### GIVEN DATA

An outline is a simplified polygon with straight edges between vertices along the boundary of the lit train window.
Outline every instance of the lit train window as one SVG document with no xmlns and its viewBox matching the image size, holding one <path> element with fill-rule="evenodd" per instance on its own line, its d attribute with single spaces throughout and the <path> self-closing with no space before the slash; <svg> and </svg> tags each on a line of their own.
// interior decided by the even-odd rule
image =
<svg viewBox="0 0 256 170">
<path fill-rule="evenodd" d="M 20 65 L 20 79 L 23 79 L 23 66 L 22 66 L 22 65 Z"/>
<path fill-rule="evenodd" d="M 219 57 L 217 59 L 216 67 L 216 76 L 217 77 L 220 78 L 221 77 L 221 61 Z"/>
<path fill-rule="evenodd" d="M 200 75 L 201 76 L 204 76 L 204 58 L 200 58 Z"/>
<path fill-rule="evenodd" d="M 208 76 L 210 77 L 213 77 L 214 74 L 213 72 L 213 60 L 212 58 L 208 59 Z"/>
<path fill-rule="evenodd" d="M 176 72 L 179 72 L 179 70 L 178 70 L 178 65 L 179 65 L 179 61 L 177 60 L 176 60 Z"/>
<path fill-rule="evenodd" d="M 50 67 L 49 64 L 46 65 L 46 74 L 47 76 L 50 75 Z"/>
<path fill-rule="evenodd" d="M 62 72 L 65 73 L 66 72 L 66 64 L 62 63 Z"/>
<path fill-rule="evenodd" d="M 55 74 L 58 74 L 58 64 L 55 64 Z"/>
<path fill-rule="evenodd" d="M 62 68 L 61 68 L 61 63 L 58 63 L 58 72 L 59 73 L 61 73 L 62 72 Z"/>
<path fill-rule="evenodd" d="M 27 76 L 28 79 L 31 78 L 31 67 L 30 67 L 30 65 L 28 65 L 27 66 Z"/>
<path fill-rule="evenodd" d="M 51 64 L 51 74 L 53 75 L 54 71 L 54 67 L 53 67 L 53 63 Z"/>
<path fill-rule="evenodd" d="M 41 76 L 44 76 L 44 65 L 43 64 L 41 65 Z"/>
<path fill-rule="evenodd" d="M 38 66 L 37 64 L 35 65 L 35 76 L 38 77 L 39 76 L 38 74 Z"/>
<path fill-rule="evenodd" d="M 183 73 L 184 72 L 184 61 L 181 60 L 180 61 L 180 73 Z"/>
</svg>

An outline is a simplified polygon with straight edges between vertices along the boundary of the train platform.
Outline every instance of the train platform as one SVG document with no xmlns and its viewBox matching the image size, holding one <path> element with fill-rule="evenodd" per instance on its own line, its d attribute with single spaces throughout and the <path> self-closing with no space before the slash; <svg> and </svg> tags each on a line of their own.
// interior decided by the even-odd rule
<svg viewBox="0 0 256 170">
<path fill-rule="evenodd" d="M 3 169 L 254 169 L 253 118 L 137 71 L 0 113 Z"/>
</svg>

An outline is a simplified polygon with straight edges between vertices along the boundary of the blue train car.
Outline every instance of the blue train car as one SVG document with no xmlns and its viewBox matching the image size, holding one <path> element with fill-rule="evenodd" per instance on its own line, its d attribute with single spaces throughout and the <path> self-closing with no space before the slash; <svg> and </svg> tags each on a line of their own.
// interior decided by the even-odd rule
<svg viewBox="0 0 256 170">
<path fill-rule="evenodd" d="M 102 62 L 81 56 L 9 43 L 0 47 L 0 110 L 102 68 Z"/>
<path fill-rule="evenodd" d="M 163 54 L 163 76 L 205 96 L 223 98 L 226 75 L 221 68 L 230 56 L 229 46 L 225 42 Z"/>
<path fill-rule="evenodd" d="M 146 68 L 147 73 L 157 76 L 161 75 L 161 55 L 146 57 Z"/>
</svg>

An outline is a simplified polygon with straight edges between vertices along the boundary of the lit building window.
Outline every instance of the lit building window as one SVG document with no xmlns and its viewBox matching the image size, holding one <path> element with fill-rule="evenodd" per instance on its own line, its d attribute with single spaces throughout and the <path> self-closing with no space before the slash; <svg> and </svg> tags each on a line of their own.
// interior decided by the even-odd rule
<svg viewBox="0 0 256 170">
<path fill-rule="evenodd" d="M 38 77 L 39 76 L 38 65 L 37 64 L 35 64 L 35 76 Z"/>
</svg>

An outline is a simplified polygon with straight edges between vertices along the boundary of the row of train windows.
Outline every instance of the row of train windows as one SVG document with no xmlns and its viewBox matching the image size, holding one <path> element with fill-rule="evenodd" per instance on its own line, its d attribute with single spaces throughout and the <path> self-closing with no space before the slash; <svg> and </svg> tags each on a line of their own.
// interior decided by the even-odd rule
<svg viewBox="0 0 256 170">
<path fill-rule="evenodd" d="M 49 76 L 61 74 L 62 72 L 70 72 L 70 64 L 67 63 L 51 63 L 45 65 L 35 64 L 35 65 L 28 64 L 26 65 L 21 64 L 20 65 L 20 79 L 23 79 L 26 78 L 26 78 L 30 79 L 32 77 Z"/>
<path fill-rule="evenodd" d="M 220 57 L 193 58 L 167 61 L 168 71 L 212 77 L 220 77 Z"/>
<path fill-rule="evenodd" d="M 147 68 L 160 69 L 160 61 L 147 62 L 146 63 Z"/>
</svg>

######

YOUR INSTRUCTIONS: Reproduce the listing above, replacing "simplified polygon" with "rough polygon" everywhere it occurs and leaving everything else unchanged.

WRITTEN RESPONSE:
An outline is a rough polygon with straight edges between vertices along the boundary of the lit train window.
Outline every instance of the lit train window as one SVG document with no xmlns and its viewBox matching the image size, holding one <path> element with fill-rule="evenodd" per instance on its own line, its d attribute with single spaces throughout and the <path> self-closing with no space before the slash; <svg> and </svg> tags each on a line of their own.
// interior decided by the even-odd rule
image =
<svg viewBox="0 0 256 170">
<path fill-rule="evenodd" d="M 20 65 L 20 79 L 23 79 L 23 66 L 22 66 L 22 65 Z"/>
<path fill-rule="evenodd" d="M 219 57 L 217 59 L 216 67 L 216 76 L 217 77 L 220 78 L 221 77 L 221 61 Z"/>
<path fill-rule="evenodd" d="M 200 75 L 201 76 L 204 76 L 204 58 L 200 58 Z"/>
<path fill-rule="evenodd" d="M 208 76 L 210 77 L 213 77 L 214 74 L 213 72 L 213 60 L 212 58 L 208 59 Z"/>
<path fill-rule="evenodd" d="M 176 72 L 179 72 L 179 70 L 178 70 L 178 65 L 179 65 L 179 61 L 177 60 L 176 60 Z"/>
<path fill-rule="evenodd" d="M 50 67 L 49 64 L 46 65 L 46 74 L 47 76 L 50 75 Z"/>
<path fill-rule="evenodd" d="M 62 72 L 65 73 L 66 72 L 66 64 L 62 63 Z"/>
<path fill-rule="evenodd" d="M 55 74 L 58 74 L 58 64 L 55 64 Z"/>
<path fill-rule="evenodd" d="M 62 68 L 61 68 L 61 63 L 58 63 L 58 72 L 59 73 L 61 73 L 62 72 Z"/>
<path fill-rule="evenodd" d="M 27 76 L 28 79 L 31 78 L 31 67 L 30 67 L 30 65 L 28 65 L 27 66 Z"/>
<path fill-rule="evenodd" d="M 51 64 L 51 74 L 53 75 L 54 71 L 54 67 L 53 67 L 53 63 Z"/>
<path fill-rule="evenodd" d="M 41 76 L 44 76 L 44 65 L 43 64 L 41 65 Z"/>
<path fill-rule="evenodd" d="M 38 66 L 37 64 L 35 65 L 35 76 L 38 77 L 39 76 L 38 74 Z"/>
<path fill-rule="evenodd" d="M 183 73 L 184 72 L 184 61 L 181 60 L 180 61 L 180 73 Z"/>
</svg>

An outline is a rough polygon with straight edges between vertices along the boundary of the train platform.
Outline every instance of the train platform as one SVG document with no xmlns and its viewBox matching the image size, holding one <path> element with fill-rule="evenodd" per instance on its own line, its d attribute with single spaces throughout and the <path> self-closing with no space before the slash; <svg> and </svg> tags each on a line of their own.
// interior decided by the even-odd rule
<svg viewBox="0 0 256 170">
<path fill-rule="evenodd" d="M 3 169 L 254 169 L 253 118 L 137 71 L 0 113 Z"/>
</svg>

An outline is a rough polygon with straight edges between vertices along the boundary of the blue train car.
Outline every instance of the blue train car as one SVG document with no xmlns and its viewBox matching the image size, holding one <path> element with fill-rule="evenodd" per instance on its own line, its d attribute with single spaces throughout and the <path> self-closing with no space before the slash; <svg> and </svg> tags each on a line of their own.
// interior decided by the even-odd rule
<svg viewBox="0 0 256 170">
<path fill-rule="evenodd" d="M 102 62 L 81 56 L 9 43 L 0 47 L 0 110 L 102 68 Z"/>
<path fill-rule="evenodd" d="M 163 54 L 163 76 L 205 96 L 223 98 L 226 75 L 221 68 L 230 56 L 229 46 L 225 42 Z"/>
<path fill-rule="evenodd" d="M 146 68 L 147 73 L 157 76 L 161 75 L 161 55 L 146 57 Z"/>
</svg>

An outline is a rough polygon with straight edges between vertices along the boundary of the lit building window.
Outline every instance of the lit building window as one SVG document with no xmlns and its viewBox matching the image size, holding one <path> element with fill-rule="evenodd" per instance on its own line, its d attribute with single spaces throughout and the <path> self-closing with no space before the slash; <svg> and </svg> tags each on a line of their own.
// interior decided by the even-odd rule
<svg viewBox="0 0 256 170">
<path fill-rule="evenodd" d="M 38 77 L 39 76 L 38 65 L 37 64 L 35 64 L 35 76 Z"/>
</svg>

An outline is a rough polygon with straight edges between vertices along the boundary of the row of train windows.
Outline every instance of the row of train windows as one SVG document with no xmlns and its viewBox matching the image size, holding one <path> element with fill-rule="evenodd" per instance on its own line, its d attribute with single spaces throughout and the <path> self-closing with no space before the slash; <svg> and </svg> tags each on a line of their own.
// interior decided by the even-odd rule
<svg viewBox="0 0 256 170">
<path fill-rule="evenodd" d="M 49 76 L 61 74 L 62 72 L 70 72 L 70 64 L 67 63 L 51 63 L 45 65 L 35 64 L 35 65 L 28 64 L 26 65 L 21 64 L 20 65 L 20 79 L 23 79 L 26 78 L 26 78 L 30 79 L 32 77 Z"/>
<path fill-rule="evenodd" d="M 220 57 L 193 58 L 167 61 L 168 71 L 212 77 L 220 77 Z"/>
<path fill-rule="evenodd" d="M 147 68 L 160 69 L 160 61 L 147 62 L 146 63 Z"/>
</svg>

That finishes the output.